SUPPLIED TEXT:
┌──
Regulators worldwide, international organizations, and market participants have published many consultation papers, recommendations, and opinions. The writers include groups like the Global Financial Markets Association, the Institute of International Finance, the International Swaps and Derivatives Association, the Futures Industry Association, the Financial Services Forum, and IOSCO (International Organization of Securities Commissions).

All major players from Coinbase to Circle are publishing responses to the regulatory framework and legislative drafting worldwide.

All of this is brought together in an IOSCO paper, “Policy Recommendations for Crypto and Digital Asset Markets,” which, rather unbelievably, doesn’t mention permissionless protocols once and only decentralized in passing.

I pity the regulator that bases its crypto policy development on this publication. Separately, IOSCO published a “Policy Recommendation for Decentralized Finance,” which combines their analysis with the Financial Stability Board (FSB) report “The Financial Stability Risks of Decentralised Finance.”

However, and this is a major criticism, the papers miss the core idea of decentralized projects. Trying to succinctly explain where they are wrong and what they can do to shift the perspective takes more input from insiders. The essential goal of decentralized projects is “to create the project features as the result of emergent behaviors through the actions of unrelated and replaceable actors.”

These effects are emergent, making decentralized projects so difficult to regulate. The report makes some reasonable insights, such as run-risk on assets from liquidity mismatch, such as the events that collapsed TerraUSD/Luna, and the roll-forward of this hitting Celsius very reminiscent of the events in 2008, the “collateral chain” risk.

Notably, traditional finance regulators still do not cover this well, where banning new activities dominates integration and understanding.

It also makes valuable points on cross-border regulatory arbitrage; however, this is where it demonstrates very precisely that it doesn’t understand DeFi. These structures make identifying appropriate legal ownership/control and relevant legal authorities difficult. It presupposes that there is a legal ownership and control point, the antithesis of decentralization.

This doesn’t mean that there aren’t some DeFi entities that do have these, and while running via smart contracts on-chain are not more like centralized entities, these, though, will get picked up in the core of the rest of the crypto regulation.

IOSCO doubles down on these misapprehensions about how decentralization works in some of their recommendations to regulators, especially the recommendation to identify responsible persons. Comments suggesting layer-1 blockchains might be considered clearing and settlement operations feel bizarre.

Other areas to look at include leverage, lending pool structures, tokenization, pseudonymous information, reporting, IP, and off-chain/on-chain touchpoints. Continued adoption and growth are undoubted and will have major impacts on world economies and traditional finance over time.

Most notably, every respondent to IOSCO, that is, every major regulator, when asked to provide an overview of current regulatory treatment, stated that they do not have separate regulatory frameworks specially dedicated to DeFi activities. They further note that whilst respondents state that they have regulation for crypto underway, they are not specifically targeting DeFi. Respondents also express their views that existing frameworks can apply to DeFi protocols.

Like social scientists everywhere, the Bank of International Settlement also seeks to understand the DeFi landscape. Their process is being examined through the lens of categorizing DeFi. While they appear to do an adequate job in this respect, it comes across in the conventional manner of treating each project as a standalone company.
└──
RECORDED DATA:
┌──
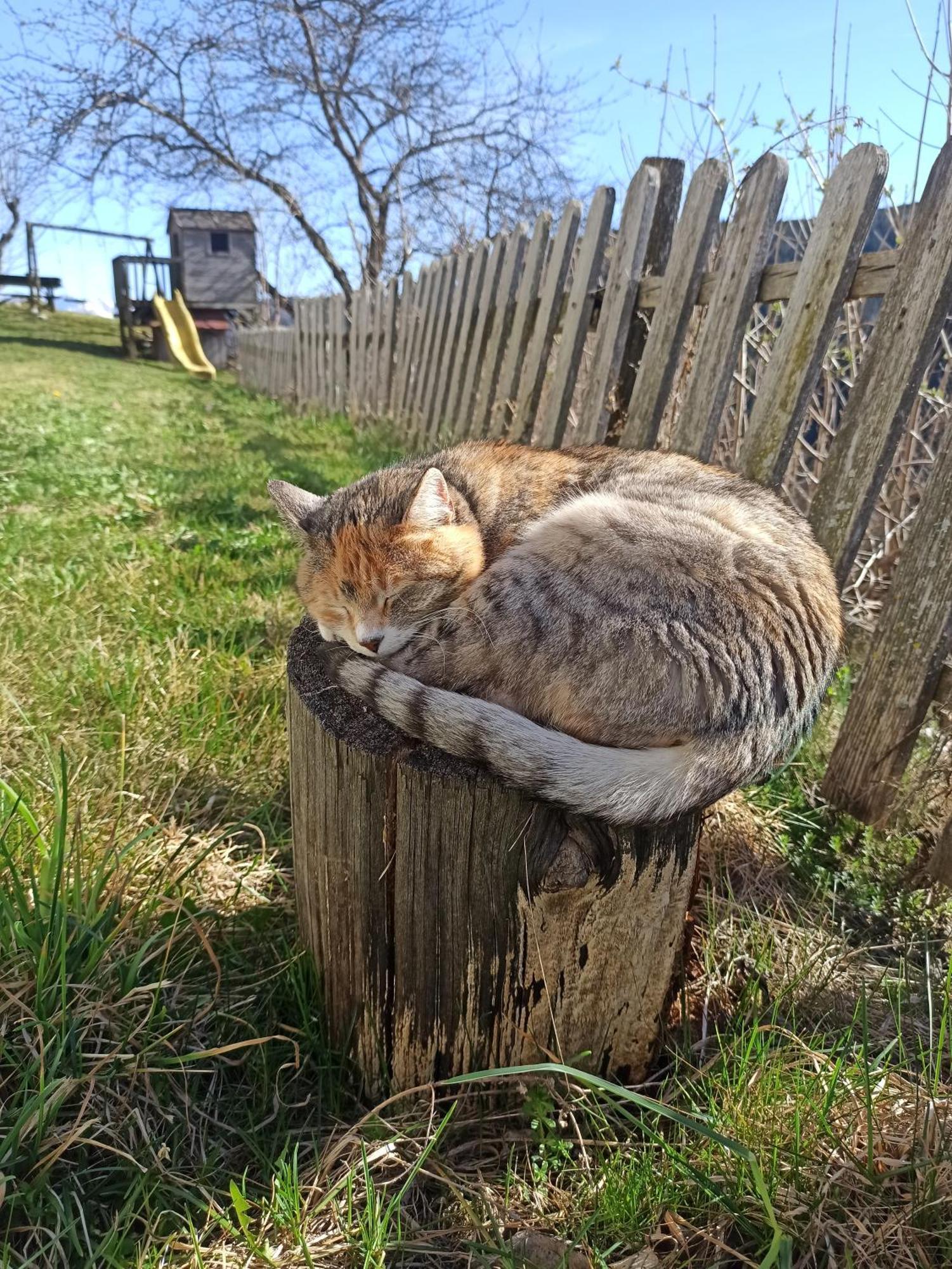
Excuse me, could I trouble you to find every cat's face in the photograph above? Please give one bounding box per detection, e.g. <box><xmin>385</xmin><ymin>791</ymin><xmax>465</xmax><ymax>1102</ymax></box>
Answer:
<box><xmin>269</xmin><ymin>467</ymin><xmax>484</xmax><ymax>657</ymax></box>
└──
WHAT TO WORK ON:
a: Rewrite the paragraph beginning "Most notably, every respondent to IOSCO" from the commentary on DeFi regulation in two sentences, keeping its main facts.
b: Return everything from "All major players" down to "decentralized in passing." in the commentary on DeFi regulation.
c: Take the commentary on DeFi regulation further, starting after its final sentence.

ANSWERS TO EACH TASK:
a: Every major regulator that responded to IOSCO's request for an overview of current regulatory treatment said it has no separate framework dedicated to DeFi activities. Their crypto regulation is underway but does not specifically target DeFi, and they believe existing frameworks can apply to DeFi protocols.

b:
All major players from Coinbase to Circle are publishing responses to the regulatory framework and legislative drafting worldwide.

All of this is brought together in an IOSCO paper, “Policy Recommendations for Crypto and Digital Asset Markets,” which, rather unbelievably, doesn’t mention permissionless protocols once and only decentralized in passing.

c:
To summarize the areas of concern from IOSCO:

  1. Conflicts of interest arising from vertical integration of activities and functions
  2. Market manipulation, insider trading, and fraud
  3. Cross-borderrRisks and regulatory cooperation
  4. Custody and client asset protection
  5. Operational and technological risk
  6. Retail access, suitability, and distribution.

How should regulators look at DeFi?

Rigid classification-based regulation has led to many unintended consequences; Sarbanes-Oxley requirements drove companies away from public markets. The subprime mortgage crisis resulted from a focus on individual loans and not their aggregation. The initial responses to the rise of the Internet and digital business were slow and reactive. By the time regulations arrived, companies already had established practices. Uber and Airbnb’s growth was restricted by a patchwork of local regulations that didn’t support these business models.

Urban planners misunderstood the effect of adding roads, leading to more traffic issues rather than less. The climate models debate focuses on specifics rather than the emergent effects, clouding the issues.

Regulators should start with governance structures, not individual properties. DAOs typically have a presence of some form, such as an organization with a corporate identity, often because a Labs entity needs something to hold the equity to pay real-world bills.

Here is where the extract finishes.